Maka banyak ulama berpendapat bahwa hal itu adalah sunnah, karena Ubay bin Ka'ab 
melakukannya di hadapan para shahabat Muhajirin dan Anshar dan tidak ada satupun 
di antara mereka yang mengingkari..."(14)
Di samping kedua dalil yang 
sangat kuat di atas, ada beberapa dalil lain yang sering digunakan oleh para 
pendukung Tarawih dua puluh rakaat. Namun, menurut hemat penulis, tidak perlu 
mencantumkan semua dalil-dalil tersebut. Karena di samping dha'if, kedua dalil 
di atas sudah lebih dari cukup.
Dalil 
Tarawih 8 Rakaat
Sebagian ulama ada yang 
berpendapat shalat Tarawih delapan rakaat lebih afdhal. Bahkan ada yang ekstrim, 
yaitu sebagian umat Islam yang berkeyakinan shalat Tarawih tidak boleh melebihi 
delapan rakaat. Syekh Muhammad Nashir al-Din al-Albani berpendapat bahwa shalat 
Tarawih lebih dari sebelas rakaat itu sama saja dengan shalat Zhuhur lima 
rakaat.(15)

## Tugas Soal A
Apakah tiap pernyataan ini sesuai dengan dokumen di atas? (i) Ubay bin Ka'ab melakukannya di hadapan para shahabat Muhajirin dan Anshar. (ii) Penulis mencantumkan semua dalil lain yang dipakai pendukung Tarawih dua puluh rakaat. (iii) Syekh Muhammad Nashir al-Din al-Albani menyamakan Tarawih lebih dari sebelas rakaat dengan shalat Zhuhur lima rakaat. Jawab ya atau tidak untuk masing-masing, lalu kutip kata-kata penentunya dari dokumen.
Catatan data tidak ada hubungannya dengan dokumen di atas.

## Catatan Data
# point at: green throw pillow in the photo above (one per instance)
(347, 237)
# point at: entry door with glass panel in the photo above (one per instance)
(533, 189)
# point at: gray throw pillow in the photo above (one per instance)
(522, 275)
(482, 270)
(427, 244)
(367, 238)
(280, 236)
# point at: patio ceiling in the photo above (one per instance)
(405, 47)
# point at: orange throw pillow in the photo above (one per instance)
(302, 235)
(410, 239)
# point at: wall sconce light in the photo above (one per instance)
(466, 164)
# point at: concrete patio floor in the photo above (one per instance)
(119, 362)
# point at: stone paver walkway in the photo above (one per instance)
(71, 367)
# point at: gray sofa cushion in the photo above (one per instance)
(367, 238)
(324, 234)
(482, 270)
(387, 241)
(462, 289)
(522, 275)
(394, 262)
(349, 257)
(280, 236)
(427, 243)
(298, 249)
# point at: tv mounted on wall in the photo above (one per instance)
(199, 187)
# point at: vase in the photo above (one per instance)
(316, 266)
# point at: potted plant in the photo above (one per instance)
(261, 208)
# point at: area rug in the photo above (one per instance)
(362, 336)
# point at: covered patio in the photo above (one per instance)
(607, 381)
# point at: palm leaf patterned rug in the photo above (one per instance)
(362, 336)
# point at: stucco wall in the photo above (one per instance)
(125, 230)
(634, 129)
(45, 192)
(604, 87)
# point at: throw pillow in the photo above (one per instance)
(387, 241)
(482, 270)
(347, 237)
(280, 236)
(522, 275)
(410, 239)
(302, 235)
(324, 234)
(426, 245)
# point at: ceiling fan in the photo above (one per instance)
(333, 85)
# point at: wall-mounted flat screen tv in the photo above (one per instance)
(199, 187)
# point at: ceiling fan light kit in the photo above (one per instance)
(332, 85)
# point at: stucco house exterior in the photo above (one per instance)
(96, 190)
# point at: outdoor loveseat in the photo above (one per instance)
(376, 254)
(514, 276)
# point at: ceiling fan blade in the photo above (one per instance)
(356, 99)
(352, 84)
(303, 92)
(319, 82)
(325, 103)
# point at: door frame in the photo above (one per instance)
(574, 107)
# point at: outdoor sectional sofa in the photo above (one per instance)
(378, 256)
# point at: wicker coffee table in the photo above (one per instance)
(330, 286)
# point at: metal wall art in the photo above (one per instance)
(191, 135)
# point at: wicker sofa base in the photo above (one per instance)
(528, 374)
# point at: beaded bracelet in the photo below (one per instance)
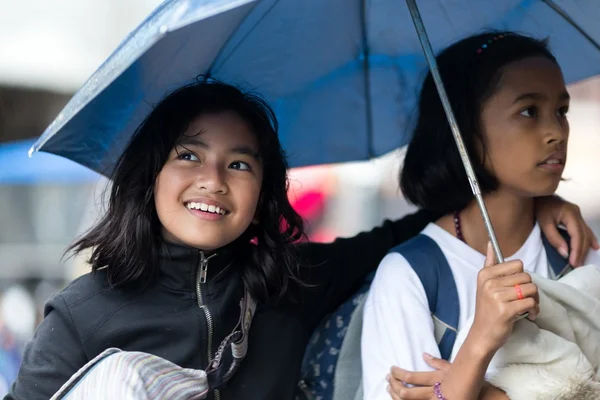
(437, 390)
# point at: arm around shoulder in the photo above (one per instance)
(51, 357)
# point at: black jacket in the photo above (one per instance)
(165, 319)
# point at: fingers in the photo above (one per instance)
(595, 244)
(398, 391)
(499, 270)
(527, 305)
(510, 293)
(490, 258)
(519, 278)
(436, 363)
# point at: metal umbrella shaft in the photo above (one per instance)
(431, 61)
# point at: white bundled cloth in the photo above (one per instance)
(556, 357)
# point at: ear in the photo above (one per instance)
(256, 219)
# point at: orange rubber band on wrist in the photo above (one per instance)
(519, 292)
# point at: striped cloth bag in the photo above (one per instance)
(133, 376)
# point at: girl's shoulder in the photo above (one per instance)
(85, 287)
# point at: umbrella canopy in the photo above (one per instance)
(342, 75)
(16, 169)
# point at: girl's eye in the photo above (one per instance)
(563, 111)
(240, 165)
(186, 155)
(530, 112)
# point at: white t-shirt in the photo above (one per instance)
(397, 326)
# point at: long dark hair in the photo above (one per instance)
(127, 240)
(433, 176)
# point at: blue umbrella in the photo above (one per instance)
(17, 169)
(342, 75)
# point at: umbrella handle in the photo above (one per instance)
(431, 61)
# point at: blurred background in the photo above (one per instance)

## Tugas Soal B
Sajikan ulang baris-baris catatan data sebagai daftar JSON berisi string, satu string untuk tiap baris, tanpa baris kosong. Mulailah dari baris yang memuat "# point at: girl's eye" sampai dengan baris terakhir catatan, kedua ujungnya ikut disertakan.

## Jawaban Akhir A
(i) Ya: "karena Ubay bin Ka'ab melakukannya di hadapan para shahabat Muhajirin dan Anshar"
(ii) Tidak: "tidak perlu mencantumkan semua dalil-dalil tersebut"
(iii) Ya: "shalat Tarawih lebih dari sebelas rakaat itu sama saja dengan shalat Zhuhur lima rakaat"

## Jawaban Akhir B
[
  "# point at: girl's eye in the photo above (one per instance)",
  "(563, 111)",
  "(240, 165)",
  "(186, 155)",
  "(530, 112)",
  "# point at: white t-shirt in the photo above (one per instance)",
  "(397, 326)",
  "# point at: long dark hair in the photo above (one per instance)",
  "(127, 240)",
  "(433, 176)",
  "# point at: blue umbrella in the photo above (one per instance)",
  "(17, 169)",
  "(342, 75)",
  "# point at: umbrella handle in the photo above (one per instance)",
  "(431, 61)",
  "# point at: blurred background in the photo above (one per instance)"
]